[scikit-learn] sklearn Pipeline: argument of type 'ColumnTransformer' is not iterable

Sat May 30 01:20:31 EDT 2020

Thank you both for your inputs.

On Fri, May 29, 2020 at 9:57 PM Nicolas Hug <niourf at gmail.com> wrote:

> Also, you should not scale your input before computing cross-validation
> scores. By doing that you are biasing your results because each test set
> knows something about the rest of the data (even if it's not target data)
>
> The scaling should be applied independently on each (train / test) pair.
>
> This can be done through a pipeline:
> https://scikit-learn.org/stable/modules/compose.html
>
>
> On 5/29/20 11:52 AM, Thomas J Fan wrote:
>
> Once
>
> *x = preprocessing.scale(df1)*
>
> is called, the input to your estimator is no longer a dataframe, so the
> column transformer can not use strings to select columns.
>
> Thomas
>
> On Friday, May 29, 2020 at 11:46 AM, Chamila Wijayarathna <
> cdwijayarathna at gmail.com> wrote:
> Hi,
>
> Thanks, this solution fixed the issue. However, it introduces a new error,
> which was not there before.
>
> Traceback (most recent call last):
>   File
> "C:\Users\ASUS\PycharmProjects\swelltest\venv\lib\site-packages\sklearn\utils\__init__.py",
> line 425, in _get_column_indices
>     all_columns = X.columns
> AttributeError: 'numpy.ndarray' object has no attribute 'columns'
> During handling of the above exception, another exception occurred:
> Traceback (most recent call last):
>   File "<input>", line 1, in <module>
>   File "C:\Program Files\JetBrains\PyCharm
> 2020.1.1\plugins\python\helpers\pydev\_pydev_bundle\pydev_umd.py", line
> 197, in runfile
>     pydev_imports.execfile(filename, global_vars, local_vars)  # execute
> the script
>   File "C:\Program Files\JetBrains\PyCharm
> 2020.1.1\plugins\python\helpers\pydev\_pydev_imps\_pydev_execfile.py", line
> 18, in execfile
>     exec(compile(contents+"\n", file, 'exec'), glob, loc)

________

## Exercise instructions
1. Answer these questions from the scikit-learn thread above:
(a) How does Nicolas Hug say the scaling should be applied?
(b) According to Thomas J Fan, after which call is the input to the estimator no longer a dataframe?
(c) What AttributeError appears in the traceback?
2. Give a continuation of the scikit-learn thread above, starting right after its last line.
The records that come next have nothing to do with the scikit-learn thread above.

[Stored entries]
________

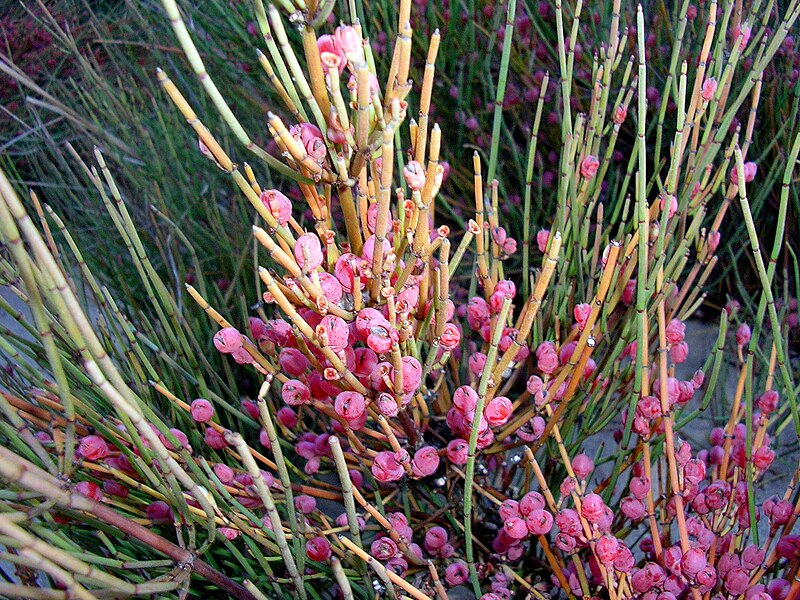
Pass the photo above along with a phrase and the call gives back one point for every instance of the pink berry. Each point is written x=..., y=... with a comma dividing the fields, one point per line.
x=412, y=374
x=214, y=439
x=435, y=538
x=693, y=561
x=542, y=237
x=515, y=528
x=385, y=467
x=530, y=502
x=768, y=401
x=228, y=340
x=224, y=473
x=709, y=88
x=465, y=399
x=426, y=461
x=93, y=447
x=318, y=549
x=589, y=166
x=201, y=410
x=294, y=392
x=539, y=522
x=737, y=581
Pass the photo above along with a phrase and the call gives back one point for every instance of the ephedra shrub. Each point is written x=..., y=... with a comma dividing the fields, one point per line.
x=424, y=403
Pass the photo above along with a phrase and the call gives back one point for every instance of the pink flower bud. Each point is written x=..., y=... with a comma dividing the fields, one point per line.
x=713, y=240
x=589, y=166
x=114, y=488
x=692, y=562
x=515, y=528
x=539, y=522
x=426, y=461
x=676, y=331
x=228, y=340
x=763, y=458
x=465, y=399
x=318, y=548
x=308, y=245
x=768, y=401
x=350, y=42
x=498, y=411
x=581, y=313
x=620, y=114
x=546, y=358
x=327, y=45
x=201, y=410
x=737, y=581
x=750, y=169
x=583, y=466
x=629, y=292
x=743, y=334
x=305, y=504
x=414, y=175
x=542, y=237
x=456, y=573
x=509, y=508
x=569, y=522
x=350, y=405
x=412, y=374
x=294, y=392
x=709, y=89
x=478, y=312
x=451, y=337
x=593, y=508
x=385, y=467
x=435, y=538
x=93, y=447
x=278, y=205
x=606, y=549
x=224, y=473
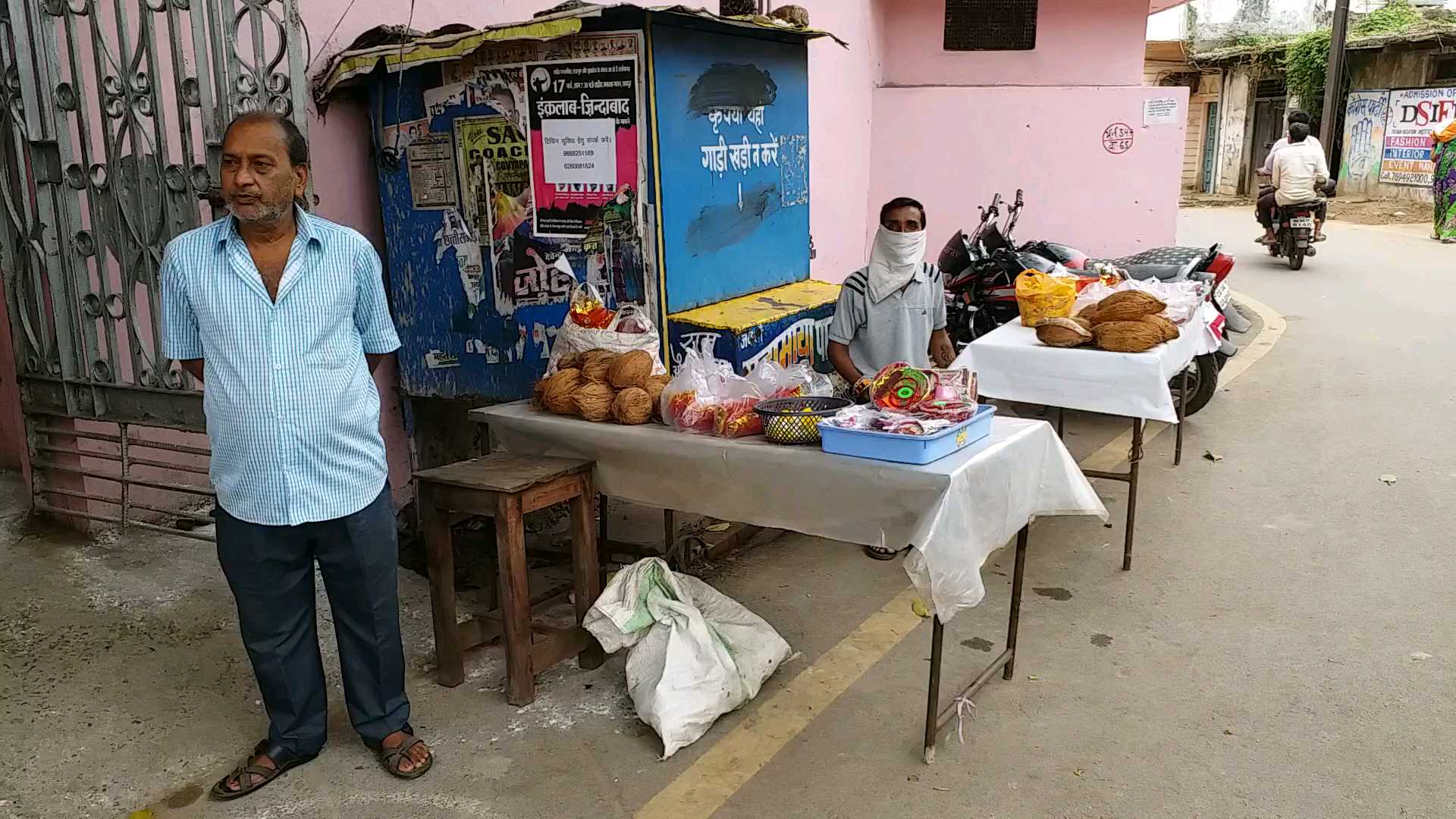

________

## Responses per task
1.
(a) Independently on each (train / test) pair.
(b) x = preprocessing.scale(df1)
(c) 'numpy.ndarray' object has no attribute 'columns'

2.
>   File "C:/Users/ASUS/PycharmProjects/swelltest/enemble.py", line 127, in
> <module>
>     ens.fit(x_train,y_train)
>   File
> "C:\Users\ASUS\PycharmProjects\swelltest\venv\lib\site-packages\sklearn\ensemble\_voting.py",
> line 265, in fit
>     return super().fit(X, transformed_y, sample_weight)
>   File
> "C:\Users\ASUS\PycharmProjects\swelltest\venv\lib\site-packages\sklearn\ensemble\_voting.py",
> line 81, in fit
>     for idx, clf in enumerate(clfs) if clf not in (None, 'drop')
>   File
> "C:\Users\ASUS\PycharmProjects\swelltest\venv\lib\site-packages\joblib\parallel.py",
> line 1029, in __call__
>     if self.dispatch_one_batch(iterator):
>   File
> "C:\Users\ASUS\PycharmProjects\swelltest\venv\lib\site-packages\joblib\parallel.py",
> line 847, in dispatch_one_batch
>     self._dispatch(tasks)
>   File
> "C:\Users\ASUS\PycharmProjects\swelltest\venv\lib\site-packages\joblib\parallel.py",
> line 765, in _dispatch
>     job = self._backend.apply_async(batch, callback=cb)
>   File
> "C:\Users\ASUS\PycharmProjects\swelltest\venv\lib\site-packages\joblib\_parallel_backends.py",
> line 206, in apply_async
>     result = ImmediateResult(func)
>   File
> "C:\Users\ASUS\PycharmProjects\swelltest\venv\lib\site-packages\joblib\_parallel_backends.py",
> line 570, in __init__
>     self.results = batch()
>   File
> "C:\Users\ASUS\PycharmProjects\swelltest\venv\lib\site-packages\joblib\parallel.py",
> line 253, in __call__
>     for func, args, kwargs in self.items]
>   File
> "C:\Users\ASUS\PycharmProjects\swelltest\venv\lib\site-packages\joblib\parallel.py",
> line 253, in <listcomp>
>     for func, args, kwargs in self.items]
>   File
> "C:\Users\ASUS\PycharmProjects\swelltest\venv\lib\site-packages\sklearn\ensemble\_base.py",
> line 40, in _fit_single_estimator
>     estimator.fit(X, y)
>   File
> "C:\Users\ASUS\PycharmProjects\swelltest\venv\lib\site-packages\sklearn\pipeline.py",
> line 330, in fit
>     Xt = self._fit(X, y, **fit_params_steps)
>   File
> "C:\Users\ASUS\PycharmProjects\swelltest\venv\lib\site-packages\sklearn\pipeline.py",
> line 296, in _fit
>     **fit_params_steps[name])
>   File
> "C:\Users\ASUS\PycharmProjects\swelltest\venv\lib\site-packages\joblib\memory.py",
> line 352, in __call__
>     return self.func(*args, **kwargs)
>   File
> "C:\Users\ASUS\PycharmProjects\swelltest\venv\lib\site-packages\sklearn\pipeline.py",
> line 740, in _fit_transform_one
>     res = transformer.fit_transform(X, y, **fit_params)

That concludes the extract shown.